**About this task**
The records need to be set down again exactly as they appear.

* * * * * * * * *

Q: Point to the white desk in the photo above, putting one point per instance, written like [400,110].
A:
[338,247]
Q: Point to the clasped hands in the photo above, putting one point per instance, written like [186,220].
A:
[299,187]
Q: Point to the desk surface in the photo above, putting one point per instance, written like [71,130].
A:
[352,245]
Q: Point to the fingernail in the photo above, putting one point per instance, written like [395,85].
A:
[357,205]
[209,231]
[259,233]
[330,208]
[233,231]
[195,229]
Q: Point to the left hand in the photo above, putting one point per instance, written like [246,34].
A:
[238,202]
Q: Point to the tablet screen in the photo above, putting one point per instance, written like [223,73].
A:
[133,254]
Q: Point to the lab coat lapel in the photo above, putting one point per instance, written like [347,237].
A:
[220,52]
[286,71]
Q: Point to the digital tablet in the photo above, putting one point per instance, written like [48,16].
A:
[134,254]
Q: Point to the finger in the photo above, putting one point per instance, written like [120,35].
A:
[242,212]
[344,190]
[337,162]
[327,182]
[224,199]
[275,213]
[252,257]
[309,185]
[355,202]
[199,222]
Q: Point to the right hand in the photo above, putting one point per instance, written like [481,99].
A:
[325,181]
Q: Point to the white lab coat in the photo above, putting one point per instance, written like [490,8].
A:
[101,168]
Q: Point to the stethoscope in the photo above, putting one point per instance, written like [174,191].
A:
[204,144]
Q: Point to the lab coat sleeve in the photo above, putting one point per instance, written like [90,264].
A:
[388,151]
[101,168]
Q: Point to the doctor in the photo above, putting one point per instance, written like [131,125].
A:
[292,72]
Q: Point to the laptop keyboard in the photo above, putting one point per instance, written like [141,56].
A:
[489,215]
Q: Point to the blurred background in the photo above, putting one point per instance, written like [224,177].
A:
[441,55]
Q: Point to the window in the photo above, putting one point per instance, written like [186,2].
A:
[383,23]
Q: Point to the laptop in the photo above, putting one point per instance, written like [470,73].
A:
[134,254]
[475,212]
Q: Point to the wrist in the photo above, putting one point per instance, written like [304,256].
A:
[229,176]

* * * * * * * * *

**Worked solution**
Q: Point to the white desk in the photo above, putting one point per instance, written like [400,110].
A:
[338,247]
Q: Point to the clasped hands in the photo above, putting one point per instance, written like [186,220].
A:
[299,187]
Q: Point to the desk surface in the photo above, putting one point per instance, written like [71,130].
A:
[352,245]
Q: Point to the fingernail in the photo above, putting one point per instance, written like [395,85].
A:
[357,205]
[209,231]
[259,233]
[330,208]
[233,231]
[195,229]
Q: Point to the left hand in the photo above, putting one point per instance, written like [246,34].
A:
[238,202]
Q: Point to the tablet screen in the photo above, putting one point per instance, written like [223,73].
A:
[133,254]
Q: Point to the lab coat lapel in the photo above, putting one point per instance, written like [347,237].
A:
[220,52]
[286,71]
Q: Point to the digital tablet in the photo above, putting one point per instance, written like [48,16].
A:
[134,254]
Q: Point to the finger in the photo above, putting one point per instance, written like [120,35].
A:
[242,212]
[344,190]
[337,162]
[327,182]
[224,199]
[275,213]
[252,257]
[309,185]
[355,202]
[199,222]
Q: Point to the right hand in the photo above, putting one point per instance, written like [481,99].
A:
[325,181]
Q: Point to the white lab coat in the photo above, putting one point per instance, written like [490,8].
A:
[101,168]
Q: Point to the stethoscope in the photo above, putting one point per instance, written like [174,191].
A:
[204,144]
Q: Point to the lab coat sleeve in the photo above, putting one point per instance, written like [90,264].
A:
[388,151]
[101,168]
Q: Point to the doctor in the photo above, putting one point per instance, written like [131,125].
A:
[292,72]
Q: Point to the laptop keyboard in the photo above, putting one point per instance, written like [141,56].
A:
[489,215]
Q: Point to the blurred background in the photo above, putting one point per instance, written like [224,177].
A:
[441,55]
Q: Point to the window in the photo above, putting one point per instance, written like [186,2].
A:
[383,23]
Q: Point to the laptop in the photo above, putting one point per instance, written like [470,73].
A:
[134,254]
[475,212]
Q: Point to the wrist in the photo above, putting one point per instance, written like [304,256].
A:
[229,176]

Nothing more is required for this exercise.